Voting Agreement. Under the Stockholders Agreement, our Principal Stockholders have agreed to take all necessary action, including casting all votes to which such existing owners are entitled to cast at any annual or special meeting of stockholders, so as to ensure that the composition of our board of directors and its committees complies with (and includes all of the nominees in accordance with) the provisions of the Stockholders Agreement related to the composition of our board of directors, which are discussed under the section titled Board of Directors and Corporate Governance—Composition of the Board.
Silver Lake Sumeru Approvals. Under the Stockholders Agreement and subject to our amended and restated certificate of incorporation and amended and restated bylaws, and applicable law, certain actions required the approval of our board of directors, including the affirmative vote of at least two Silver Lake Sumeru directors. These approval rights terminated upon the completion of the March 2019 Offering.
Registration Rights Agreement
We are party to an Amended and Restated Registration Rights Agreement with our Principal Stockholders, dated as of October 27, 2016, or the Registration Rights Agreement. Under the Registration Rights Agreement our Principal Stockholders are entitled to rights with respect to the registration of their shares under the Securities Act. We will pay the registration expenses (other than underwriting discounts and commissions and stock transfer taxes) of the holders of the shares registered pursuant to the registrations described below.

**EXCERPTED RECORDS**
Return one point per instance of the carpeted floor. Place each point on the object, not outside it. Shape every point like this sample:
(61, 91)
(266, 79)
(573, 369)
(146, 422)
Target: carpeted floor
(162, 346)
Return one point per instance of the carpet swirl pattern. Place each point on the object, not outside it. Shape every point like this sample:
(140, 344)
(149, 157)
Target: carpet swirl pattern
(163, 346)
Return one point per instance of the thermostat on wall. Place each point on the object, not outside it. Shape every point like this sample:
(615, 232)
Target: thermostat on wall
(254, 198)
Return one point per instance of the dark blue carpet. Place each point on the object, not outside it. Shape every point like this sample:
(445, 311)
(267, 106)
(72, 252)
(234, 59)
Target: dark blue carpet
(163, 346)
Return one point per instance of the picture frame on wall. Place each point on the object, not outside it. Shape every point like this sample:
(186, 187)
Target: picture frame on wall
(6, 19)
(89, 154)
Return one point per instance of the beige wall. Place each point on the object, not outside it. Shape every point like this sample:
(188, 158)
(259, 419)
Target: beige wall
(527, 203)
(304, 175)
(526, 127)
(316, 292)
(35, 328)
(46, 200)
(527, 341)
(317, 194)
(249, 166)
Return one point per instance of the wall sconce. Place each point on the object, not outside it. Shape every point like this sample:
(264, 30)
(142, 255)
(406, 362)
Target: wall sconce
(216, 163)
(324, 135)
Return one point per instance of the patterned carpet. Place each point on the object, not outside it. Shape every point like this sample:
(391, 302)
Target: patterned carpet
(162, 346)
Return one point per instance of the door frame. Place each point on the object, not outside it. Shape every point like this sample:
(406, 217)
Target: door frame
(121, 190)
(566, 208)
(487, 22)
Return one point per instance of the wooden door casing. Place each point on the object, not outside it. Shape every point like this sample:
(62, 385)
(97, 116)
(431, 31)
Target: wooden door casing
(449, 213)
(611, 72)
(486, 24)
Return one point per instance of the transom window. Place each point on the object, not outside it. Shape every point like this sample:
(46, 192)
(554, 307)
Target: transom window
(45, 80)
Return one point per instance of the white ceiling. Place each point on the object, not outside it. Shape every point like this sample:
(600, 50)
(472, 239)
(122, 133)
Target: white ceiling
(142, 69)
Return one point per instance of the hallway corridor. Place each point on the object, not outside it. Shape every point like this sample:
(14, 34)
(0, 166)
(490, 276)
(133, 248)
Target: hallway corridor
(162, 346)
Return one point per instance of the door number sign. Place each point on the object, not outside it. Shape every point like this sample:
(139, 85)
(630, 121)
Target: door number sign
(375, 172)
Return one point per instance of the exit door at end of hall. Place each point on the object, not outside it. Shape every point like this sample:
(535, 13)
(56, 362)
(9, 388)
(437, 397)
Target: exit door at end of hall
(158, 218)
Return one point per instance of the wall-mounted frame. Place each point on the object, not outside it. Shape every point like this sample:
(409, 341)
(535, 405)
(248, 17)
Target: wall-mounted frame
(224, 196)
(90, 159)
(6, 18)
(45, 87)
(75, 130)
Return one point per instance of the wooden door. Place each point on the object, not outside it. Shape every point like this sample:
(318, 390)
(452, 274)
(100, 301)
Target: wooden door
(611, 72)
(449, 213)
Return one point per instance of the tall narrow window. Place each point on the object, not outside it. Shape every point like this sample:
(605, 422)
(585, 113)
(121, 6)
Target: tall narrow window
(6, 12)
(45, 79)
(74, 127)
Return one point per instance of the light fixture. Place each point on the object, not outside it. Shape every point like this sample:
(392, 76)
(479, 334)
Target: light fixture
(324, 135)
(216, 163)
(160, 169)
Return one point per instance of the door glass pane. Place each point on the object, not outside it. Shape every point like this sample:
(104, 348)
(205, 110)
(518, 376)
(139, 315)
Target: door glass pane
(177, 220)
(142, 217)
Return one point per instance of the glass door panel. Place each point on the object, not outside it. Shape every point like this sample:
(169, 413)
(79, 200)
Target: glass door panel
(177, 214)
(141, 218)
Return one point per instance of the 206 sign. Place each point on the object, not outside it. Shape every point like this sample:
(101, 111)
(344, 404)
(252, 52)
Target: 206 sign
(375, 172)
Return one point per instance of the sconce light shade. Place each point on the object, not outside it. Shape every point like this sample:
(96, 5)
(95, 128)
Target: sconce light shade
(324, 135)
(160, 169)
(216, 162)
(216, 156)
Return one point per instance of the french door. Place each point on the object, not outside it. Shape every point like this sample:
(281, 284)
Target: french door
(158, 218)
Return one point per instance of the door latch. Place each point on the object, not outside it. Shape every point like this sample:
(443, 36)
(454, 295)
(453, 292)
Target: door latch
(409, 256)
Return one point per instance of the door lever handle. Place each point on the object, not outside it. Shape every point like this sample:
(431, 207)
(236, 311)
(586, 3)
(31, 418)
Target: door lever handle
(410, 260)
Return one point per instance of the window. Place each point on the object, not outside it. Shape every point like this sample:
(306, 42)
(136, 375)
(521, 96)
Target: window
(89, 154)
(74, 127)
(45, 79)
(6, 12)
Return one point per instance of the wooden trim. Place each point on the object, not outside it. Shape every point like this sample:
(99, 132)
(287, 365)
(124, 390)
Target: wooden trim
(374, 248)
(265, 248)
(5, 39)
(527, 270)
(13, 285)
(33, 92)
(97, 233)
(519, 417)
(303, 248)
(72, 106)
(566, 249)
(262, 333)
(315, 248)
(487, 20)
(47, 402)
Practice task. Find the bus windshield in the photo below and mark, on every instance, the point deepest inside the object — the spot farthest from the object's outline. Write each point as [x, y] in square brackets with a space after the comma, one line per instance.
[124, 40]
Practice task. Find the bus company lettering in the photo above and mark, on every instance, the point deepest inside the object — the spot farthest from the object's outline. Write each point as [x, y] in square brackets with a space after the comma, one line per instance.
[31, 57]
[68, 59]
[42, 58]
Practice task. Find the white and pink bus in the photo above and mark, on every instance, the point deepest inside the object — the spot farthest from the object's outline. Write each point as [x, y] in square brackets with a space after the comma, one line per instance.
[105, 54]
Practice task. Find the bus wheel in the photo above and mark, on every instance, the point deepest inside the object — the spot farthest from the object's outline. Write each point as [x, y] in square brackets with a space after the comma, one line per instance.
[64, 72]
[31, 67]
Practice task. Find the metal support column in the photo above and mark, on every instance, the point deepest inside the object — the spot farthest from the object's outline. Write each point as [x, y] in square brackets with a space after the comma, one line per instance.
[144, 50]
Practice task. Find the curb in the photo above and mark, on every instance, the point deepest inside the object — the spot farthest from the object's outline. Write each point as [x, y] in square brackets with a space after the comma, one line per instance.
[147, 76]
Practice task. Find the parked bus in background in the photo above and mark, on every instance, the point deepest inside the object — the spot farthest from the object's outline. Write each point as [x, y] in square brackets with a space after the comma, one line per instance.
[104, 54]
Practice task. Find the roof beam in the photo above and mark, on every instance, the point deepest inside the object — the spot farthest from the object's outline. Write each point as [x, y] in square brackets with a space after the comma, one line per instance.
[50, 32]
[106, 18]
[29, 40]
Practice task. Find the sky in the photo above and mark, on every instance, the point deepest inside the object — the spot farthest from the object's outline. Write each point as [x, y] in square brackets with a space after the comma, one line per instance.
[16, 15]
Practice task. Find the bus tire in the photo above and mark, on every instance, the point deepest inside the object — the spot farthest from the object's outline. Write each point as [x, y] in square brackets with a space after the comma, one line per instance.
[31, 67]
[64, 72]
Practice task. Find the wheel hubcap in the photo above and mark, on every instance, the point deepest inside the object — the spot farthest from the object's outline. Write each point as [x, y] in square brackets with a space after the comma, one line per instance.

**REQUIREMENT 1**
List the headings in the stockholder agreements text, including those that run into the start of a paragraph.
**REQUIREMENT 2**
According to the stockholder agreements text, when did the Silver Lake Sumeru approval rights end?
**REQUIREMENT 3**
Continue the stockholder agreements text from its final sentence.

**RIGHT ANSWER 1**
Voting Agreement
Silver Lake Sumeru Approvals
Registration Rights Agreement

**RIGHT ANSWER 2**
They terminated upon the completion of the March 2019 Offering.

**RIGHT ANSWER 3**
Following the March 2019 Offering, Silver Lake Sumeru no longer owns shares of our common stock and is not entitled to registration rights. Iconiq, Ms. Tucker and Mr. Spanicciati will be entitled to certain S-3 registration rights on one or more occasions. In addition, if we or a Principal Stockholder proposes to register the offer and sale of our capital stock under the Securities Act, the other Principal Stockholders will be entitled to certain piggyback registration rights allowing the holders to include their shares in such registration, subject to certain marketing and other limitations set forth in the registration rights agreement. On November 13, 2017, we filed a shelf registration statement on Form S-3 for the sale of 33,738,329 shares of our common stock then held by our Principal Stockholders and for the sale of up $100,000,000 of any combination of our common stock, preferred stock, depositary shares, debt securities, warrants, subscription rights and units. This registration statement was declared effective by the SEC on November 17, 2017.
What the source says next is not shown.